= Directions for this task =
Copy out the hiking trip log below word for word, from its first line to its last.

= Excerpt to read =
========
Day 1: 14.7 miles, ~3100' ascent, ~2900' descent I did wear my Unshoes Pah Tempe sandals for some of the gravel road walk in.

Day 2, rain. I snoozed my alarm hoping the rain would stop and things would dry, and got up around 7. Some coffee and freeze dried scrambled eggs helped get me going on this dreary morning. Had to pack up a wet tent and get on the trail. off an on sprinkles.



Hanging Spear Falls


I took a short side trail to the 75' tall Hanging Spear Falls on the Opalescent River. It was very nice though quite distant across a deep drop off. Even to get that shot I was in quite a precarious perch, having climbed down from the trail about 10' or so to get out of the tree branches. The pool at the base of the falls was pretty much enclosed in vertical rock walls most all the way around. I would love to come back here when there is more water flowing, it's been a very dry summer! Continuing on, the trail quite narrow with wet brush constantly brushing up against me and in some cases almost enveloping the trail. I was sopping wet, but my spirits were not dampened! Eventually I emerged at the lake called Flowed Land. I skirted around this to another nearby lake, Lake Colden.



Foggy morning at Lake Colden


Mount Colden on the right and several of the Macintyre Mountains to the left all obscured by fog/clouds. I continued across the bridge and now gradually climbing on the Mt Marcy Trail, until getting to my next campsite by midday. Everything was still wet, including the ground around the tent sites. I picked out the driest spot and setup my tent and then ate lunch. About 2PM I decided to go after my next mountain, Mt Redfield. This hike was an unmaintained trail, mostly up a brook. A very tight trail in spots, rugged, mostly just rocks and roots. Had a good time though, and the sky was starting to clear later in the day.
========
= Supplied information =
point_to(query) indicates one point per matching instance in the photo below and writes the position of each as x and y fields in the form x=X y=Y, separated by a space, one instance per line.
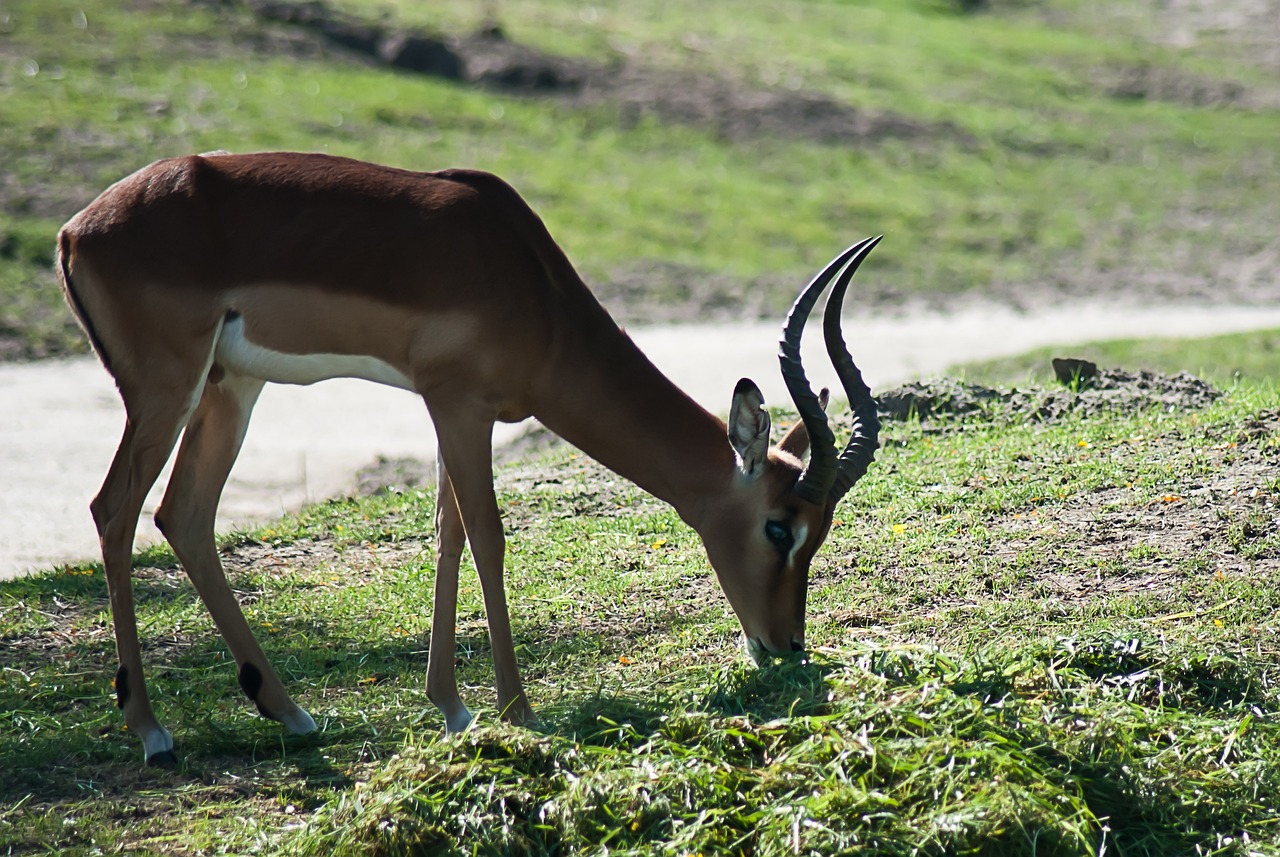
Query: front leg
x=466 y=452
========
= The solution =
Day 1: 14.7 miles, ~3100' ascent, ~2900' descent I did wear my Unshoes Pah Tempe sandals for some of the gravel road walk in.

Day 2, rain. I snoozed my alarm hoping the rain would stop and things would dry, and got up around 7. Some coffee and freeze dried scrambled eggs helped get me going on this dreary morning. Had to pack up a wet tent and get on the trail. off an on sprinkles.



Hanging Spear Falls


I took a short side trail to the 75' tall Hanging Spear Falls on the Opalescent River. It was very nice though quite distant across a deep drop off. Even to get that shot I was in quite a precarious perch, having climbed down from the trail about 10' or so to get out of the tree branches. The pool at the base of the falls was pretty much enclosed in vertical rock walls most all the way around. I would love to come back here when there is more water flowing, it's been a very dry summer! Continuing on, the trail quite narrow with wet brush constantly brushing up against me and in some cases almost enveloping the trail. I was sopping wet, but my spirits were not dampened! Eventually I emerged at the lake called Flowed Land. I skirted around this to another nearby lake, Lake Colden.



Foggy morning at Lake Colden


Mount Colden on the right and several of the Macintyre Mountains to the left all obscured by fog/clouds. I continued across the bridge and now gradually climbing on the Mt Marcy Trail, until getting to my next campsite by midday. Everything was still wet, including the ground around the tent sites. I picked out the driest spot and setup my tent and then ate lunch. About 2PM I decided to go after my next mountain, Mt Redfield. This hike was an unmaintained trail, mostly up a brook. A very tight trail in spots, rugged, mostly just rocks and roots. Had a good time though, and the sky was starting to clear later in the day.